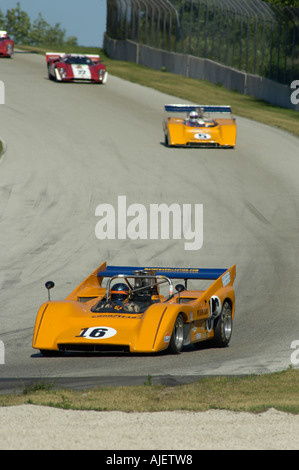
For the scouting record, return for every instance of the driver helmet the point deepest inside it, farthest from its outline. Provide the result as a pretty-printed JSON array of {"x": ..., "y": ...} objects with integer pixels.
[{"x": 119, "y": 292}]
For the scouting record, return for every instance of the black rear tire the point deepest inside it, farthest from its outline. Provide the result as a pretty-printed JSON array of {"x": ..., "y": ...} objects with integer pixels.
[
  {"x": 223, "y": 326},
  {"x": 177, "y": 337}
]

» **Objective**
Copy out every line, word for word, from the one containing "For the scouting record, return for every instance of the black" down through the last line above.

» **Response**
For the scouting record, return for every instance of the black rear tire the point deepest inside it, farthest from its outline. Provide the result as a pretty-printed JSON array of {"x": ..., "y": ...} objects with integer pixels.
[
  {"x": 223, "y": 326},
  {"x": 177, "y": 337}
]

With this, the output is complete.